---------- Testo di lettura
2 - Nuove invasioni: Normanni, Saraceni e Ungari

Unità 12 LA RINASCITA CAROLINGIA E IL FEUDALESIMO >> Capitolo 34 – Il feudalesimo e le ultime invasioni

Privilegi e particolarismi: la pratica dell’età feudale

Il crescente potere dei feudatari ebbe un ulteriore risvolto politico nell’ereditarietà dei titoli nobiliari. Si affermò infatti la prassi di trasmettere agli eredi non solo il possesso della terra e le relative immunità, ma anche le cariche politiche e amministrative che vi erano connesse e che conferivano un’autorità di gran lunga superiore alla sola cessione di un fondo. Fu questa la premessa per la formazione di un’aristocrazia di sangue fondata sull’appartenenza per nascita a una casta potente ed esclusiva di nobili, dotati di numerosi privilegi e in grado di imporsi ai vertici dell’impero. Con la frammentazione dell’impero carolingio, i feudatari non furono più sottoposti nemmeno al controllo dei conti e dei marchesi e poterono perciò influenzare direttamente le lotte di potere interne all’impero, appoggiando alternativamente il contendente che mostrava di avvicinarsi di più ai loro interessi o che garantiva la concessione di nuove terre. Avendo inoltre facoltà di concedere, a loro volta, benefici e feudi ai propri vassalli, i feudatari maggiori si creavano una schiera di uomini a loro fedeli. In conseguenza di questo fenomeno, si consumava il passaggio da una struttura politica e sociale di tipo piramidale con il sovrano al vertice, a una vasta rete di poteri autonomi e tra loro coesistenti. Il particolarismo feudale – come si indica appunto questo sistema di potere retto dai feudatari e dai loro vassalli, ormai del tutto sostituitisi all’autorità dello Stato – avrebbe caratterizzato a lungo (quantomeno fino alla nascita degli Stati nazionali, intorno al XIV secolo) i rapporti politici, economici e sociali in un’Europa sempre più frammentata in territori indipendenti.

2. Nuove invasioni: Normanni, Saraceni e Ungari

I popoli del Nord

Tra i fattori che accelerarono la decadenza dell’impero carolingio e che contribuirono al nuovo assetto politico e sociale dell’Europa, un ruolo fondamentale fu svolto dall’arrivo di nuovi popoli che penetrarono nel continente a partire dal IX secolo. Per la prima volta, dal tempo delle migrazioni che avevano accompagnato la fine dell’impero romano, l’Europa fu dunque sconvolta da nuove invasioni provenienti da diverse direttrici geografiche, interessando il Nord, il Sud e la parte orientale del continente.
Dal Nord, dalla penisola scandinava e dallo Jutland, giunsero coloro che i Franchi chiamarono Normanni, ossia “uomini del Nord” (dal termine di lingua franca Nortmann). Il nome che queste popolazioni usavano per definirsi era Vichinghi e Variaghi (o Vareghi). Si trattava di un insieme di tribù accomunate da usanze e da tradizioni culturali simili. Nella lingua scandinava il termine “Vichinghi” indicava gli “uomini che frequentano le baie”: le loro scorrerie, infatti, si limitavano in principio ad azioni piratesche lungo le coste del mare del Nord o a rapide incursioni all’interno delle regioni nordeuropee, dove risalivano il corso dei fiumi a bordo di veloci e agili imbarcazioni. Attraverso la Senna, per esempio, nel corso del IX secolo i Normanni raggiunsero più volte la città di Parigi, fino a porla sotto assedio nell’885.
--------------------
---------- Sezione dati
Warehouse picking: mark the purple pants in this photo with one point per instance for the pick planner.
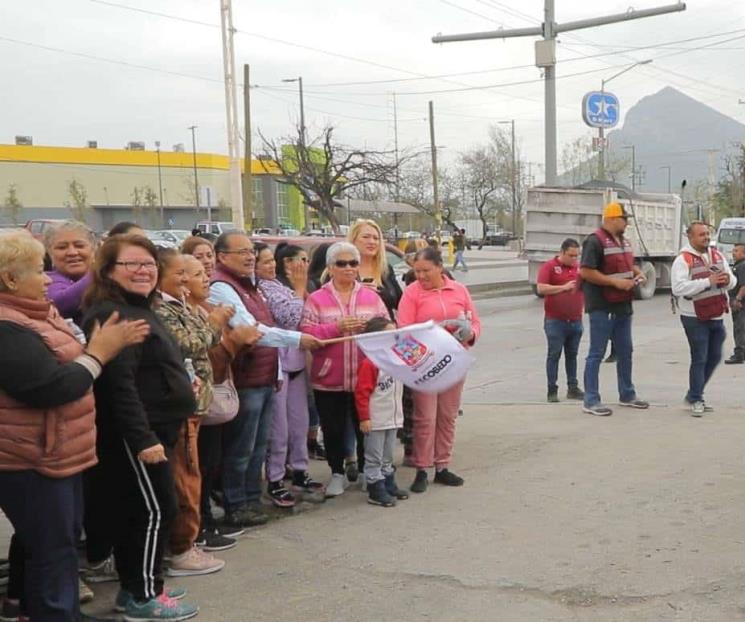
(288, 436)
--------------------
Cosa si chiede:
(1) Rispondi a queste domande sul testo sul feudalesimo:
(a) Fino a quando il particolarismo feudale avrebbe caratterizzato i rapporti politici, economici e sociali in Europa?
(b) Da dove giunsero i Normanni?
(c) In quale anno i Normanni posero sotto assedio Parigi?
(2) Ricopia parola per parola il passo del testo sul feudalesimo che comincia con "Tra i fattori" e prosegue fino a "orientale del continente.".
(3) Queste affermazioni concordano con il testo sul feudalesimo? Per ciascuna rispondi sì o no e cita le parole decisive del testo.
(a) I Franchi chiamavano Normanni le popolazioni giunte dal Nord.
(b) Le nuove invasioni cominciarono nel XII secolo.
(c) I feudatari maggiori non potevano concedere feudi ai propri vassalli.

Risposte:
(1)
(a) Quantomeno fino alla nascita degli Stati nazionali, intorno al XIV secolo.
(b) Dalla penisola scandinava e dallo Jutland.
(c) Nell'885.

(2)
Tra i fattori che accelerarono la decadenza dell’impero carolingio e che contribuirono al nuovo assetto politico e sociale dell’Europa, un ruolo fondamentale fu svolto dall’arrivo di nuovi popoli che penetrarono nel continente a partire dal IX secolo. Per la prima volta, dal tempo delle migrazioni che avevano accompagnato la fine dell’impero romano, l’Europa fu dunque sconvolta da nuove invasioni provenienti da diverse direttrici geografiche, interessando il Nord, il Sud e la parte orientale del continente.

(3)
(a) Sì: «giunsero coloro che i Franchi chiamarono Normanni, ossia “uomini del Nord”».
(b) No: «penetrarono nel continente a partire dal IX secolo».
(c) No: «Avendo inoltre facoltà di concedere, a loro volta, benefici e feudi ai propri vassalli».